• EXERCISE: Could you give the health care passage again from "I was in the" to "basic human rights.", switching "lobby" to "waiting area" each time it appears?

Top of QUOTED PASSAGE

I was in the lobby of our local hospital recently, on my way to visit a friend who had broken his ankle rather badly. There was a large sign in the emergency room that said that the hospital is legally required to treat you even if you don’t have any money. There was another like it in the main lobby. This goes under the second clause of the initial quotation above. The fact that this isn’t simply understood by everyone tells a story about how hoodwinked people are about our basic human rights.

The friend who uttered the opening quotation also told me about an interview she heard on a British radio show. The guest was an American woman who had been diagnosed with cancer the day after her insurance had lapsed due to a clerical error by her employer. The woman spent a tense few weeks trying to rectify the situation, literally a life or death effort. Apparently the British interviewer had to keep reminding her to define her terms. “What is a co-payment? Our listeners wouldn’t know.”

Then there is the story of another friend who spends time in two different states, one in the east and one in the southwest. Her health insurance only works when she is in the eastern state. If she were to get sick in the southwest she would be on her own.

Getting back to the friend with the broken ankle, I was recently looking into bone growth stimulators. There is a class of devices that emit low intensity ultrasound directly into the affected place and stimulate bone growth. These are especially useful in cases where bones fail to heal rapidly.

Bottom of QUOTED PASSAGE
Top of DATA RECORDS

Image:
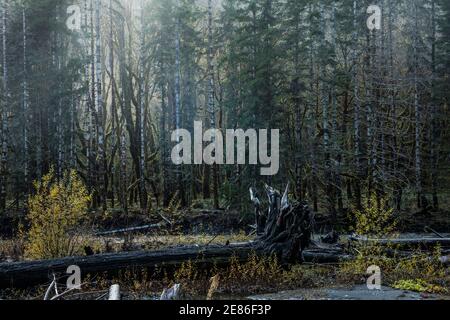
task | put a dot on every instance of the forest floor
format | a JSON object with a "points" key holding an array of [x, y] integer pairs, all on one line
{"points": [[259, 278]]}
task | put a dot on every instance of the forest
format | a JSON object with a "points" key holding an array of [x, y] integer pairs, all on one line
{"points": [[315, 147]]}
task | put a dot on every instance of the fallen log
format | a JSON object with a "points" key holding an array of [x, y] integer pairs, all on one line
{"points": [[30, 273], [133, 229]]}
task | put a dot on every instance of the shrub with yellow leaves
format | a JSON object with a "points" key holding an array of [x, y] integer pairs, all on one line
{"points": [[56, 212]]}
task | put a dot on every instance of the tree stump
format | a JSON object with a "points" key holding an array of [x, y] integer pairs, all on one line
{"points": [[287, 228]]}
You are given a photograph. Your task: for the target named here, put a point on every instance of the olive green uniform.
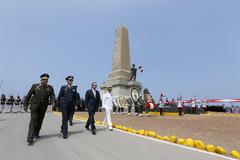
(39, 95)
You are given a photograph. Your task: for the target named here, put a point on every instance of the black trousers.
(71, 116)
(91, 120)
(66, 113)
(136, 109)
(37, 116)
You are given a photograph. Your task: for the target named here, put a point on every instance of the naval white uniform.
(107, 103)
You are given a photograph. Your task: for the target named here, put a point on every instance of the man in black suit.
(92, 103)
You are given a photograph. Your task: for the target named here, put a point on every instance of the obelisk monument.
(119, 77)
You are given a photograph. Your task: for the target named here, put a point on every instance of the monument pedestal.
(122, 88)
(121, 67)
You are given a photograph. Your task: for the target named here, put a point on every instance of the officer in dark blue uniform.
(67, 99)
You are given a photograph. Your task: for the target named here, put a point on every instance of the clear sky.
(190, 47)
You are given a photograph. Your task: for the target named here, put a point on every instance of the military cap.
(69, 78)
(109, 86)
(44, 76)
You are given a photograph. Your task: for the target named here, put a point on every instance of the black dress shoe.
(37, 136)
(94, 132)
(30, 142)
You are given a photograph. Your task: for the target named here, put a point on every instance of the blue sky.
(189, 47)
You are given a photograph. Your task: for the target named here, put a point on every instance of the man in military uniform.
(17, 104)
(3, 102)
(141, 104)
(133, 73)
(78, 106)
(10, 103)
(39, 94)
(68, 100)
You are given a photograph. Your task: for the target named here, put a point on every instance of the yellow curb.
(180, 141)
(173, 139)
(235, 154)
(189, 142)
(199, 144)
(211, 148)
(220, 150)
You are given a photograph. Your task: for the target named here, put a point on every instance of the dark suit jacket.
(91, 102)
(64, 97)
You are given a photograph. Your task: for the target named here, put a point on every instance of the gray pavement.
(81, 144)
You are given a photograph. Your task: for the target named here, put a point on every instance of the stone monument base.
(122, 88)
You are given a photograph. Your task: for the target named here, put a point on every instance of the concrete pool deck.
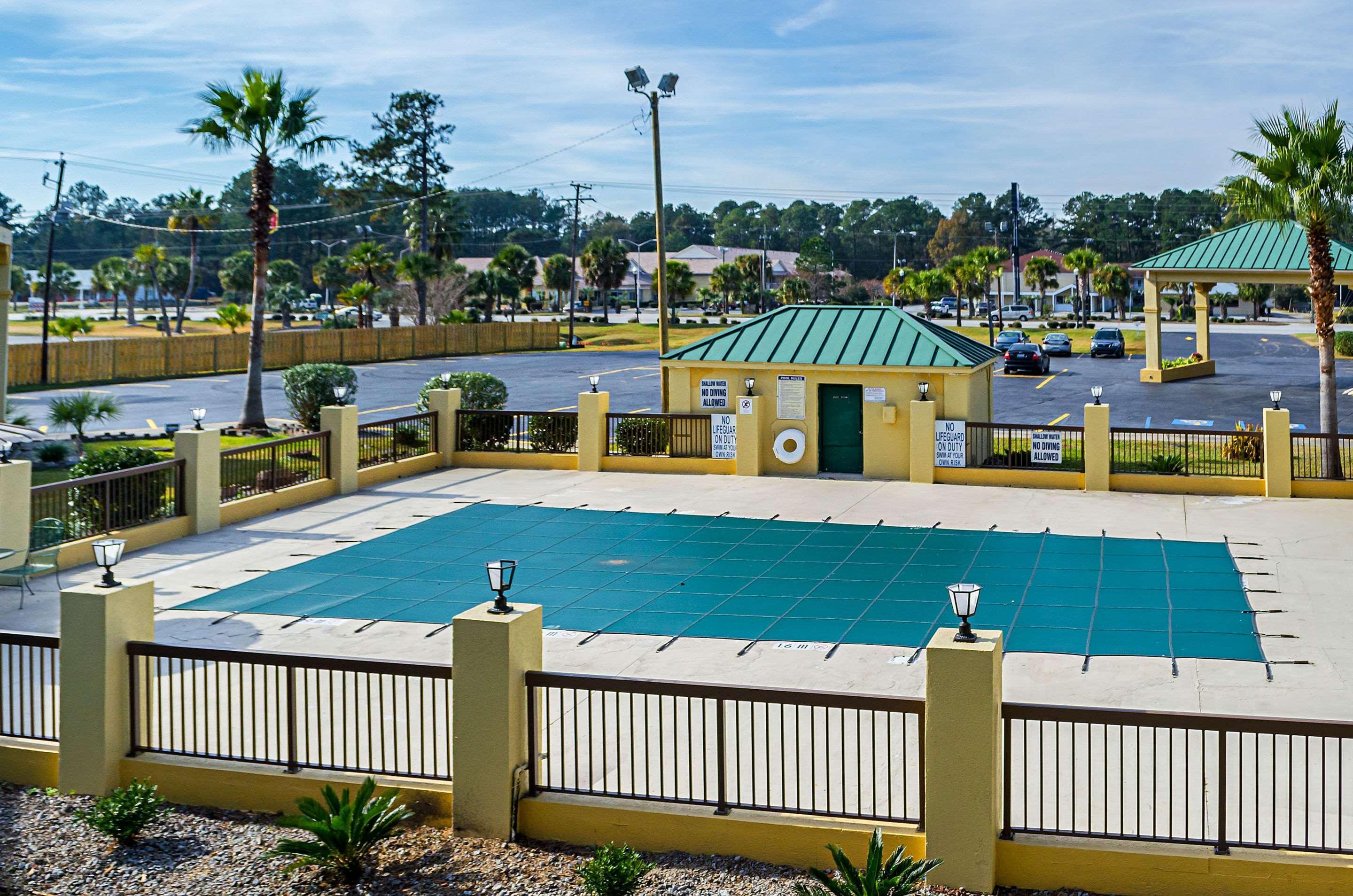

Bottom of DATA RECORDS

• WRITTEN REPLY:
I was in the waiting area of our local hospital recently, on my way to visit a friend who had broken his ankle rather badly. There was a large sign in the emergency room that said that the hospital is legally required to treat you even if you don’t have any money. There was another like it in the main waiting area. This goes under the second clause of the initial quotation above. The fact that this isn’t simply understood by everyone tells a story about how hoodwinked people are about our basic human rights.